INSTRUCTIONS TO FOLLOW: What number of lines in the data below contain the string "front"? Answer with that number alone.

[Referring expression grounding data]
++++++++++

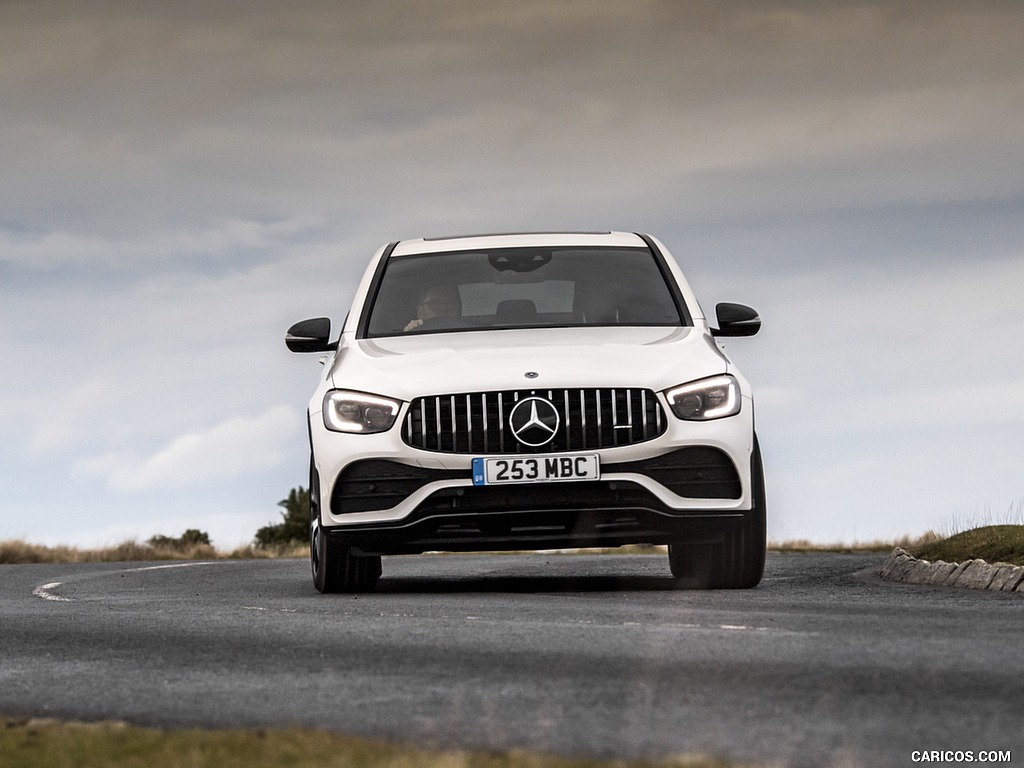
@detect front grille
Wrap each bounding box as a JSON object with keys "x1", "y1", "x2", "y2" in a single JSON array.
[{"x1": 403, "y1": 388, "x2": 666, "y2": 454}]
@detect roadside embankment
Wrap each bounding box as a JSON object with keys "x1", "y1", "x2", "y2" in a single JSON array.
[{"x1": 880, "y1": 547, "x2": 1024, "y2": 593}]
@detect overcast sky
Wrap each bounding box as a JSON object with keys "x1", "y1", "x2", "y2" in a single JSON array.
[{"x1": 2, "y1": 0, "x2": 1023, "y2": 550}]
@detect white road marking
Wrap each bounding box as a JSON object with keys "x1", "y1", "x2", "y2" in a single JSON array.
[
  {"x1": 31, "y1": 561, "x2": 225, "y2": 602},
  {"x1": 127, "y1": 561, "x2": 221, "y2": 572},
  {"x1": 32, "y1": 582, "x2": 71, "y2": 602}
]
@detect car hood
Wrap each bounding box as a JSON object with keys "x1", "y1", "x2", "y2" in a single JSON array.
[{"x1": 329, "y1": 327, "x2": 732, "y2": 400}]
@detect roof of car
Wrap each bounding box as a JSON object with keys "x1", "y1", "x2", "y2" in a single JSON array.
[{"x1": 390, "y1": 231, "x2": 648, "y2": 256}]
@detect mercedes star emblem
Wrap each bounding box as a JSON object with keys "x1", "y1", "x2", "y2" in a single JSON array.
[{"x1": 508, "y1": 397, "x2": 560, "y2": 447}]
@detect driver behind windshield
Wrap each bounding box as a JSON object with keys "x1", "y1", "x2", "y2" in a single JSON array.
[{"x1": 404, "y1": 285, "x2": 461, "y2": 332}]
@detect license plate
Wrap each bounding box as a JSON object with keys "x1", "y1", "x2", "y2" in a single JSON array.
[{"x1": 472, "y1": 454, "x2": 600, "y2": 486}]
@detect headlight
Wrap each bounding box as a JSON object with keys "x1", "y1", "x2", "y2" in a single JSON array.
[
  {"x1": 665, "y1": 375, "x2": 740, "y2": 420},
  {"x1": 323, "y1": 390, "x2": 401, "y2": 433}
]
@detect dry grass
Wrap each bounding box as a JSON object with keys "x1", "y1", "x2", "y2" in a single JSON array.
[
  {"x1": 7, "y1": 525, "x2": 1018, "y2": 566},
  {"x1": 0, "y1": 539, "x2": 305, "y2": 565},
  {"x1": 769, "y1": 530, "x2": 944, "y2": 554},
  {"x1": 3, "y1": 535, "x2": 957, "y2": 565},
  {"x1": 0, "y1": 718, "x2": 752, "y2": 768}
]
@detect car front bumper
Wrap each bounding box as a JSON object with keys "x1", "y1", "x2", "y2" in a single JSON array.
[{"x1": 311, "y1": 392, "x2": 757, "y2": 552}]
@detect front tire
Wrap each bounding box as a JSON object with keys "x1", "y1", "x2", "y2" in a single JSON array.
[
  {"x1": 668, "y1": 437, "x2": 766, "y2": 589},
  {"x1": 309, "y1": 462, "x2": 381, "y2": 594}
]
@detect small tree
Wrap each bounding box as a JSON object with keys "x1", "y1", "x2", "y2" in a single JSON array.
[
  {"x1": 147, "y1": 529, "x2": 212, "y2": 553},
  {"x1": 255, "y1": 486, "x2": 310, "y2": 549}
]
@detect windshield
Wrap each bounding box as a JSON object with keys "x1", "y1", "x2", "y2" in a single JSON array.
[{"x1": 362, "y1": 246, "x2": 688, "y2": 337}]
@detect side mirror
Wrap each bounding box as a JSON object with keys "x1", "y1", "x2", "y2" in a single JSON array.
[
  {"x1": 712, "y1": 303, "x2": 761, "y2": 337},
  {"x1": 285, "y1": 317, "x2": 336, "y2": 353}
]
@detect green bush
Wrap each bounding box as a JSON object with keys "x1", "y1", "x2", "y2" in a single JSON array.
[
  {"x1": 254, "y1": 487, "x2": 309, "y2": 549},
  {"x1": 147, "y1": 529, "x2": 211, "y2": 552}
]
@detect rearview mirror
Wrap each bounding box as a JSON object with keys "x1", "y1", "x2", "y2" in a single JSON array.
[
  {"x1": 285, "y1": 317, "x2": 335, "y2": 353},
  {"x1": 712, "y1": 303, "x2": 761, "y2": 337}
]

++++++++++

OUTPUT OF THE TASK: 3